* _Reading passage_:
EECS 445: Machine Learning

Lecture 15: Exponential Families & Bayesian Networks

Instructor: Jacob Abernethy
Date: November 7, 2016

Lecture Exposition Credit: Benjamin Bray & Valliappa Chockalingam

References

[MLAPP] Murphy, Kevin. Machine Learning: A Probabilistic Perspective. 2012.
[Koller & Friedman 2009] Koller, Daphne and Nir Friedman. Probabilistic Graphical Models. 2009.
[Hero 2008] Hero, Alfred O.. Statistical Methods for Signal Processing. 2008.
[Blei 2011] Blei, David. Notes on Exponential Families. 2011.
[Jordan 2010] Jordan, Michael I.. The Exponential Family: Basics. 2008.

Outline

Exponential Families
- Sufficient Statistics & Pitman-Koopman-Darmois Theorem
- Mean and natural parameters
- Maximum Likelihood estimation
Probabilistic Graphical Models
- Directed Models (Bayesian Networks)
- Conditional Independence & Factorization
- Examples

Exponential Families

Uses material from [MLAPP] §9.2 and [Hero 2008] §3.5, §4.4.2

Exponential Family: Introduction

We have seen many distributions.

Bernoulli
Gaussian
Exponential
Gamma

Many of these belong to a more general class called the exponential family.

* _Recorded data_:
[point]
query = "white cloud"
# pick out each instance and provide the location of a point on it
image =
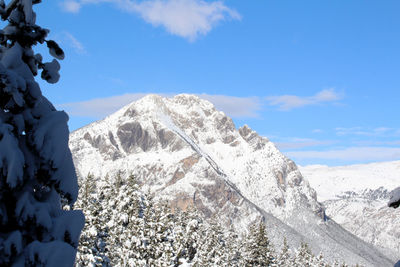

* _Set tasks_:
1. Summarize the lecture notes on exponential families in two sentences.
2. According to the lecture notes on exponential families, who gets credit for the lecture exposition?

* _Responses in order_:
1. These notes open Lecture 15 of EECS 445: Machine Learning, on exponential families and Bayesian networks, taught by Jacob Abernethy on November 7, 2016. After giving references and an outline, they name familiar distributions (Bernoulli, Gaussian, exponential, and gamma) and say that many of them belong to a more general class called the exponential family.

2. Benjamin Bray and Valliappa Chockalingam.